→ **Data rows**
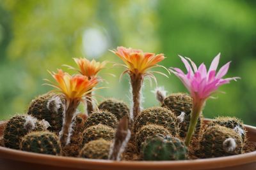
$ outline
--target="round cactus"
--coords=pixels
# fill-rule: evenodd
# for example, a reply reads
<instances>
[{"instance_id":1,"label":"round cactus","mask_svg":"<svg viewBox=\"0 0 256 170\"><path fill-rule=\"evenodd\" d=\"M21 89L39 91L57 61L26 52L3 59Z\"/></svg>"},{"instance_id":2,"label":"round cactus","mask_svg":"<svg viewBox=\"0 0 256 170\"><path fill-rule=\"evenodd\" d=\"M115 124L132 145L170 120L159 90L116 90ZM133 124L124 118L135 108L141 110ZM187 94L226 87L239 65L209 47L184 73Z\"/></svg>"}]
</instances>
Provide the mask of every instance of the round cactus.
<instances>
[{"instance_id":1,"label":"round cactus","mask_svg":"<svg viewBox=\"0 0 256 170\"><path fill-rule=\"evenodd\" d=\"M99 124L115 129L117 127L118 120L116 117L109 111L94 112L88 117L85 122L85 127L88 128Z\"/></svg>"},{"instance_id":2,"label":"round cactus","mask_svg":"<svg viewBox=\"0 0 256 170\"><path fill-rule=\"evenodd\" d=\"M172 94L165 97L161 103L162 107L166 107L178 117L178 122L180 125L179 136L185 138L190 122L190 114L192 110L193 99L189 95L184 93ZM201 128L201 118L198 118L195 134L199 134Z\"/></svg>"},{"instance_id":3,"label":"round cactus","mask_svg":"<svg viewBox=\"0 0 256 170\"><path fill-rule=\"evenodd\" d=\"M20 150L35 153L60 155L60 142L55 133L49 131L32 132L20 143Z\"/></svg>"},{"instance_id":4,"label":"round cactus","mask_svg":"<svg viewBox=\"0 0 256 170\"><path fill-rule=\"evenodd\" d=\"M157 134L142 144L141 154L145 160L184 160L188 148L183 141L170 136Z\"/></svg>"},{"instance_id":5,"label":"round cactus","mask_svg":"<svg viewBox=\"0 0 256 170\"><path fill-rule=\"evenodd\" d=\"M163 126L154 124L149 124L141 127L135 136L135 141L138 150L140 150L141 143L144 142L147 138L157 134L169 135L170 132Z\"/></svg>"},{"instance_id":6,"label":"round cactus","mask_svg":"<svg viewBox=\"0 0 256 170\"><path fill-rule=\"evenodd\" d=\"M163 125L175 136L179 133L177 117L170 110L153 107L144 110L134 122L134 131L136 132L142 126L148 124Z\"/></svg>"},{"instance_id":7,"label":"round cactus","mask_svg":"<svg viewBox=\"0 0 256 170\"><path fill-rule=\"evenodd\" d=\"M82 134L84 129L85 115L77 114L73 120L72 133L68 138L70 142L62 146L62 155L66 157L76 157L79 153Z\"/></svg>"},{"instance_id":8,"label":"round cactus","mask_svg":"<svg viewBox=\"0 0 256 170\"><path fill-rule=\"evenodd\" d=\"M108 159L111 141L100 139L92 141L84 145L81 150L79 157L87 159Z\"/></svg>"},{"instance_id":9,"label":"round cactus","mask_svg":"<svg viewBox=\"0 0 256 170\"><path fill-rule=\"evenodd\" d=\"M220 126L209 126L200 139L198 151L200 158L211 158L237 155L243 151L243 141L232 129Z\"/></svg>"},{"instance_id":10,"label":"round cactus","mask_svg":"<svg viewBox=\"0 0 256 170\"><path fill-rule=\"evenodd\" d=\"M31 102L28 114L39 120L45 120L51 125L49 130L58 133L61 130L65 103L62 95L48 92Z\"/></svg>"},{"instance_id":11,"label":"round cactus","mask_svg":"<svg viewBox=\"0 0 256 170\"><path fill-rule=\"evenodd\" d=\"M18 115L13 117L8 122L4 129L4 146L19 149L21 138L31 131L46 130L48 125L45 122L47 123L46 121L38 121L29 115Z\"/></svg>"},{"instance_id":12,"label":"round cactus","mask_svg":"<svg viewBox=\"0 0 256 170\"><path fill-rule=\"evenodd\" d=\"M236 117L219 117L215 118L214 121L211 122L208 125L219 125L233 129L235 132L237 132L243 139L243 141L246 139L246 129L243 122Z\"/></svg>"},{"instance_id":13,"label":"round cactus","mask_svg":"<svg viewBox=\"0 0 256 170\"><path fill-rule=\"evenodd\" d=\"M98 108L99 110L107 110L113 113L118 120L124 116L129 115L130 113L125 103L114 99L104 101L99 105Z\"/></svg>"},{"instance_id":14,"label":"round cactus","mask_svg":"<svg viewBox=\"0 0 256 170\"><path fill-rule=\"evenodd\" d=\"M111 141L114 138L115 130L109 126L98 124L86 129L83 134L82 146L90 141L102 138Z\"/></svg>"}]
</instances>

→ **Set task**
Output the lines starting at the first line of the items and ending at the line that contains "89L39 91L57 61L26" as a numbered list, leaving out blank lines. Leave the pictures out of the answer.

→ **Solution to this exercise**
1. $ outline
2. --target="round cactus"
3. --coords=pixels
4. # fill-rule: evenodd
5. # for example, a reply reads
6. <instances>
7. [{"instance_id":1,"label":"round cactus","mask_svg":"<svg viewBox=\"0 0 256 170\"><path fill-rule=\"evenodd\" d=\"M21 89L39 91L57 61L26 52L3 59Z\"/></svg>"},{"instance_id":2,"label":"round cactus","mask_svg":"<svg viewBox=\"0 0 256 170\"><path fill-rule=\"evenodd\" d=\"M115 124L132 145L170 120L159 90L116 90ZM133 124L124 118L135 108L141 110ZM187 94L226 87L239 65L209 47L184 73Z\"/></svg>"}]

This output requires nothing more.